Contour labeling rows
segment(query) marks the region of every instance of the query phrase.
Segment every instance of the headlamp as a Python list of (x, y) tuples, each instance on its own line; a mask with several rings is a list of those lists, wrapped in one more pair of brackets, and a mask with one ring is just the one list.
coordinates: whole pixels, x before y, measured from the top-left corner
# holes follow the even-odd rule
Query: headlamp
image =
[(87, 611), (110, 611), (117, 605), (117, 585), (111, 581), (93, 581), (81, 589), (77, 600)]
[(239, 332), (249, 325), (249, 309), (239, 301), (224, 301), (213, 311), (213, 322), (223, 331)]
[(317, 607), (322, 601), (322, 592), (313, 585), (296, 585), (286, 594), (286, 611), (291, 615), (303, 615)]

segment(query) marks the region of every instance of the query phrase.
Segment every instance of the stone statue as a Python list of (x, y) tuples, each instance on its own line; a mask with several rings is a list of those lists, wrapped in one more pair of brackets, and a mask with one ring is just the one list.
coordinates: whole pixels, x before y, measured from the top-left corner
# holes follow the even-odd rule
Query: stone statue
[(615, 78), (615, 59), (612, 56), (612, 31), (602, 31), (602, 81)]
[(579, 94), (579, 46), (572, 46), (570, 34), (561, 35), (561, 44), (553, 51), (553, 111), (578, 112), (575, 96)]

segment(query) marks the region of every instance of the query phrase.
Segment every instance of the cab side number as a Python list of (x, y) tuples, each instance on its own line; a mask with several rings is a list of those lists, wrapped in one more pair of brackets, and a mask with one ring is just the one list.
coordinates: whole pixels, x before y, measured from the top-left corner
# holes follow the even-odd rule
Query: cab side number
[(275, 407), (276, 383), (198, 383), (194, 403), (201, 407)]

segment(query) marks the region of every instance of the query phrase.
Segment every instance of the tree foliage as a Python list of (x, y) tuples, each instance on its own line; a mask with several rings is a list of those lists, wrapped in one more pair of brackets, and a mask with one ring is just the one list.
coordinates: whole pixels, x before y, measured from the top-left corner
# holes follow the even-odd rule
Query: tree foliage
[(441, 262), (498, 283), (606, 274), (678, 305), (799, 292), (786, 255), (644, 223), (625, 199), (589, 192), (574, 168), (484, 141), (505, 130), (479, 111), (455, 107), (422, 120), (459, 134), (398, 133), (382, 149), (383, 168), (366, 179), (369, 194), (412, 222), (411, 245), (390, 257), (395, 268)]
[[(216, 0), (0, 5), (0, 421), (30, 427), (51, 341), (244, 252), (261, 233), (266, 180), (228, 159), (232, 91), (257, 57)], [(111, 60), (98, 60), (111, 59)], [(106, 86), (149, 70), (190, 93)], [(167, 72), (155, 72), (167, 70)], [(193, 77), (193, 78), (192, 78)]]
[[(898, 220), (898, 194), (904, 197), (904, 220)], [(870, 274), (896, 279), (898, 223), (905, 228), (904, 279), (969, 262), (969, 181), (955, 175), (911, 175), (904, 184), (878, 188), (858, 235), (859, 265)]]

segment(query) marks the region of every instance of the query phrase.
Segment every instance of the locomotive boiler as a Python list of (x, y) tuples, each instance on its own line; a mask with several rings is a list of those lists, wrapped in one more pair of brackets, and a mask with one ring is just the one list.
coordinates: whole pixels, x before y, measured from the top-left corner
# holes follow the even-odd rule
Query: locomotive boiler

PROBLEM STATEMENT
Turn every line of the rows above into a JSON array of strings, one string per line, and leave out the blank lines.

FULL SOLUTION
[
  "segment(query) marks the region of every instance of the query phrase.",
  "Segment every instance of the headlamp as a Python list of (x, y) tuples, each instance on its own line; a mask with several rings is a list of those lists, wrapped in one more pair of brackets, and a mask with one ring is just the one list.",
  "coordinates: whole pixels, x before y, measured from the top-left corner",
  "# holes follow the even-odd rule",
  "Query: headlamp",
  "image =",
  "[(87, 611), (110, 611), (117, 605), (117, 585), (111, 581), (93, 581), (81, 589), (77, 600)]",
  "[(239, 332), (249, 325), (249, 309), (239, 301), (224, 301), (213, 311), (213, 322), (223, 331)]",
  "[(317, 607), (322, 601), (322, 592), (313, 585), (296, 585), (286, 594), (286, 611), (291, 615), (303, 615)]",
  "segment(query) marks the region of every instance of the query phrase.",
  "Segment every instance of the stone statue as a Python list of (x, y) tuples, each instance on its own line; a mask with several rings is a list of those lists, wrapped in one more pair of brackets, and a mask with one ring is just the one list.",
  "coordinates: whole pixels, x before y, measured from the top-left corner",
  "# holes follow the even-odd rule",
  "Query: stone statue",
  "[(615, 78), (615, 59), (612, 56), (612, 31), (602, 31), (602, 81)]",
  "[(579, 94), (579, 46), (572, 46), (570, 34), (561, 35), (561, 44), (553, 51), (553, 111), (578, 112), (575, 96)]",
  "segment(query) marks the region of every instance of the query phrase.",
  "Segment every instance of the cab side number as a Python list of (x, y) tuples, each instance on its own line; a mask with several rings is a list of those lists, wrapped in one more pair of brackets, and a mask with one ring is just the one list.",
  "coordinates: whole pixels, x before y, measured from the top-left corner",
  "# holes follow the even-odd rule",
  "Query: cab side number",
  "[(275, 407), (276, 383), (198, 383), (194, 403), (201, 407)]",
  "segment(query) marks the region of every instance of the query phrase.",
  "Segment every instance of the tree foliage as a Python list of (x, y) tuples, each instance on its own line; a mask with several rings is a list of those lists, wrapped in one more pair of brackets, and a mask with one ring is just the one list.",
  "coordinates: whole pixels, x before y, measured from the top-left corner",
  "# holes follow the even-odd rule",
  "Query: tree foliage",
  "[(441, 262), (498, 283), (606, 274), (678, 305), (799, 292), (786, 255), (644, 223), (625, 199), (589, 192), (574, 168), (484, 141), (505, 130), (479, 111), (455, 107), (422, 120), (459, 134), (398, 133), (382, 149), (383, 168), (366, 179), (369, 194), (412, 222), (411, 245), (390, 257), (395, 268)]",
  "[[(216, 0), (0, 5), (0, 421), (30, 427), (51, 341), (244, 252), (261, 233), (266, 180), (228, 159), (232, 91), (257, 57)], [(111, 60), (98, 60), (111, 59)], [(106, 86), (149, 70), (190, 93)], [(167, 72), (155, 72), (167, 70)], [(193, 77), (193, 78), (192, 78)]]",
  "[[(898, 220), (898, 194), (904, 197), (904, 220)], [(870, 274), (896, 279), (898, 223), (905, 228), (904, 279), (969, 262), (969, 181), (955, 175), (911, 175), (904, 184), (878, 188), (858, 235), (859, 265)]]",
  "segment(query) marks the region of every instance of the query phrase.",
  "Segment every instance of the locomotive boiler as a Python list of (x, y) tuples, each instance on its own line; a mask with several rings is a list of those lists, wrapped in one more pair of brackets, and a mask with one ring is just the one list.",
  "coordinates: whole pixels, x before y, measured from the top-left corner",
  "# holes follow the even-odd rule",
  "Query: locomotive boiler"
]